Extract every line of the listing below that contains the string "platform" and copy each one unchanged.

___ DATA EXTRACT

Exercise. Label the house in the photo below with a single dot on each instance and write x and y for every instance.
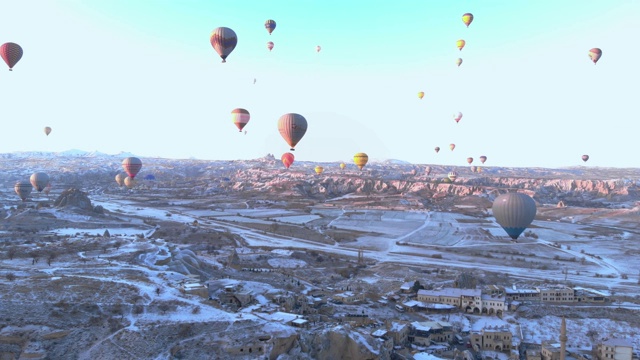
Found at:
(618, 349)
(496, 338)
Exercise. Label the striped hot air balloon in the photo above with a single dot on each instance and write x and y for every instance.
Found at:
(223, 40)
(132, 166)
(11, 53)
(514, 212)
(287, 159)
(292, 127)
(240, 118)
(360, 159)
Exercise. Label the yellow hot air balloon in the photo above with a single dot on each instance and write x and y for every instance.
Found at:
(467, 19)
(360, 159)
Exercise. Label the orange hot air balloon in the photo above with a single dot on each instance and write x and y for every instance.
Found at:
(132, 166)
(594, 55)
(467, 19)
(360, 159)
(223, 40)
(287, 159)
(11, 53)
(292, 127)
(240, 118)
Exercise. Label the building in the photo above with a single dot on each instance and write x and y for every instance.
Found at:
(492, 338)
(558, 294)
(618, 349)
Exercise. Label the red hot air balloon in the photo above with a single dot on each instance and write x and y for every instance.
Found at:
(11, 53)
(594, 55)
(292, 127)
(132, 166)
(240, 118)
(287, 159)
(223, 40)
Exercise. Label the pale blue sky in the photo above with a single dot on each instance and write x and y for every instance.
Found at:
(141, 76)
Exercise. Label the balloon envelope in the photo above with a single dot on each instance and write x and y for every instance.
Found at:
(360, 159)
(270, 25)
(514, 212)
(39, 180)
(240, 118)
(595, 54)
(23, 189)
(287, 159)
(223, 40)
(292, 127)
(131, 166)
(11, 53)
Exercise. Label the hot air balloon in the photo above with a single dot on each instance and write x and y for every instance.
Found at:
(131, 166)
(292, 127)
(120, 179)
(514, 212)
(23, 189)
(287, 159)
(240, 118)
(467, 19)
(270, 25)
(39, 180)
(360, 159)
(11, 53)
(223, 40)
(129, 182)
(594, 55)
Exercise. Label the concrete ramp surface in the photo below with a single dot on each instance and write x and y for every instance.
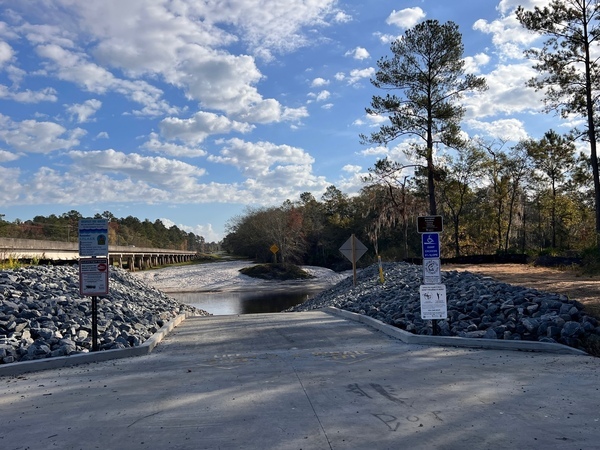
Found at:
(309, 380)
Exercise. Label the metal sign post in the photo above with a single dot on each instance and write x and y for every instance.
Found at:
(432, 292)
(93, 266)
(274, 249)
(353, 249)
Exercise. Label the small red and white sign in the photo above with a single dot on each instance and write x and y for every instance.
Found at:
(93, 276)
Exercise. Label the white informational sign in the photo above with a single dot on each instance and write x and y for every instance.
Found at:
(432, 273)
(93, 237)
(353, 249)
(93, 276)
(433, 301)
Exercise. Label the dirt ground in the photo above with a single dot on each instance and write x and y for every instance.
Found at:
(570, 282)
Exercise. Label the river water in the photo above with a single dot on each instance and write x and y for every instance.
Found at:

______
___ DATA EXTRACT

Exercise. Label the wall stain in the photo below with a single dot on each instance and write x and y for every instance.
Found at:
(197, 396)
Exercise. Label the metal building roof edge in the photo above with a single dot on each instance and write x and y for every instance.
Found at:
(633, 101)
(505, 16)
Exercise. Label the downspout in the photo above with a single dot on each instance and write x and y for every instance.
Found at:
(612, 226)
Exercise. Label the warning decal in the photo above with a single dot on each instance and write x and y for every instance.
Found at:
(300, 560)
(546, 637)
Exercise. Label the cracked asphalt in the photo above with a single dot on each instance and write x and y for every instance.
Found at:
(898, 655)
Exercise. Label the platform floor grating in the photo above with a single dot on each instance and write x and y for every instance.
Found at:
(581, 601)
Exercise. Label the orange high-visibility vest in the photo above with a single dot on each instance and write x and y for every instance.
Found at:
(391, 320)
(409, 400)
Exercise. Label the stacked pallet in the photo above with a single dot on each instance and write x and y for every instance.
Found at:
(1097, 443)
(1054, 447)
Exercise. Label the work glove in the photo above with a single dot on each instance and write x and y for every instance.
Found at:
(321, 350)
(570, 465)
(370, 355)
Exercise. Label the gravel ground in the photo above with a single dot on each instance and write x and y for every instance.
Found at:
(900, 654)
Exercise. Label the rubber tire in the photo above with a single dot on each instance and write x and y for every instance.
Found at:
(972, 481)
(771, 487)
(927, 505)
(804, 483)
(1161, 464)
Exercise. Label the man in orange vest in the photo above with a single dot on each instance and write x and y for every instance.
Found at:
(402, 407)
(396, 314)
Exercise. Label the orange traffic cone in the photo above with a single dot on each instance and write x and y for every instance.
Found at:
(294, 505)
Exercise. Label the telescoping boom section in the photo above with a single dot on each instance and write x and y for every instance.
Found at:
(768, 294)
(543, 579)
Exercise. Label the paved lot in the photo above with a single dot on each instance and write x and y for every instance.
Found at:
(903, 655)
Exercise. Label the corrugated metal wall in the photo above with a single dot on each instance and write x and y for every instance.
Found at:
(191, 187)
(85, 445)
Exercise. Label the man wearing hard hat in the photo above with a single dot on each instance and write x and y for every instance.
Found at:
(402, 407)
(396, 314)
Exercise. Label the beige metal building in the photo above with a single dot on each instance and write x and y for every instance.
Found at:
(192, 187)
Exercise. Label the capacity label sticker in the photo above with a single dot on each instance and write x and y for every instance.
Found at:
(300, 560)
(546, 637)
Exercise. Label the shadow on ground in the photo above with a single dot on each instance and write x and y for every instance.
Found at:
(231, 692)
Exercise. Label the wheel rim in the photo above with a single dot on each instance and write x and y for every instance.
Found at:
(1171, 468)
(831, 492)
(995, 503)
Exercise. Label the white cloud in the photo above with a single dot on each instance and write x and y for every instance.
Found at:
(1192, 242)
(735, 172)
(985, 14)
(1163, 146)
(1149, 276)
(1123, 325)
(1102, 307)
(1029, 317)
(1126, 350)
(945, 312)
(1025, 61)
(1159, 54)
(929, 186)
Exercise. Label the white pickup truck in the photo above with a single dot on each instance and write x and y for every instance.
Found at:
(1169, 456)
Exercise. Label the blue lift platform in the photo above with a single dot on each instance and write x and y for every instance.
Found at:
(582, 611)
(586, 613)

______
___ DATA EXTRACT

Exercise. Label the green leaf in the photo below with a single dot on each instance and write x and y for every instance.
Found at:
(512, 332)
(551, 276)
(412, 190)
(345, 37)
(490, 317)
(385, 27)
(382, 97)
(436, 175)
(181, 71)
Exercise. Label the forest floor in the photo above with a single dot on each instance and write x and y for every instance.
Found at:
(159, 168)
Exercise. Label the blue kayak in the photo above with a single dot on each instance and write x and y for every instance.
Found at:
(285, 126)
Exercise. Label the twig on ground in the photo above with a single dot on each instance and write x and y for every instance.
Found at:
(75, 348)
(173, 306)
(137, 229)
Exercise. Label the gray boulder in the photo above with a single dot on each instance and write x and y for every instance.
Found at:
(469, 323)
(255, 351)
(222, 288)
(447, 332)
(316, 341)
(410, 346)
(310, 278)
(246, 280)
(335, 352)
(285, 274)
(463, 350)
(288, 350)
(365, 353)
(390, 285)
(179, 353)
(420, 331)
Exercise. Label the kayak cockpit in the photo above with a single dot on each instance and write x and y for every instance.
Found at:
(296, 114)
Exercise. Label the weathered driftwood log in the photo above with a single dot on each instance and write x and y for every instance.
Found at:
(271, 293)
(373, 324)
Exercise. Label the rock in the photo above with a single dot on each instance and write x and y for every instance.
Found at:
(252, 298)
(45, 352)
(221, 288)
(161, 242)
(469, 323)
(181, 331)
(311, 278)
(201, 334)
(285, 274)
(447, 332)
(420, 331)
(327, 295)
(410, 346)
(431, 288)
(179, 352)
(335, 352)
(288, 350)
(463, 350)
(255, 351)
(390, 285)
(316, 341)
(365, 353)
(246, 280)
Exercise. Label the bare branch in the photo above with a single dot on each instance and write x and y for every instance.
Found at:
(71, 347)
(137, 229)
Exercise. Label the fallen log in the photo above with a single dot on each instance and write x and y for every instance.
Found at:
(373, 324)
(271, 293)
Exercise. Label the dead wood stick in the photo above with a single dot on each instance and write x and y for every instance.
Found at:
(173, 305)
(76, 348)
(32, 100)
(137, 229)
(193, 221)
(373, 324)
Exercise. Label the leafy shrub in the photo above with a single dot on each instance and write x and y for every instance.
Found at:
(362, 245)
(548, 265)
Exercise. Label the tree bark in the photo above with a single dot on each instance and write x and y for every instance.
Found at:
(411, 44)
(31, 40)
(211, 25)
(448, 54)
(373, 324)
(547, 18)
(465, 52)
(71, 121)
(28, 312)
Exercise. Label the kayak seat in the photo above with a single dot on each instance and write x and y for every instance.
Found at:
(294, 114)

______

**SOLUTION FOR THIS EXERCISE**
Exercise. Label the platform floor grating in the photo above with a single dot on each instance and write x and y for every instance.
Exercise. Label the blue lift platform in the photo above with a single dot on each instance and write x and y for every instance.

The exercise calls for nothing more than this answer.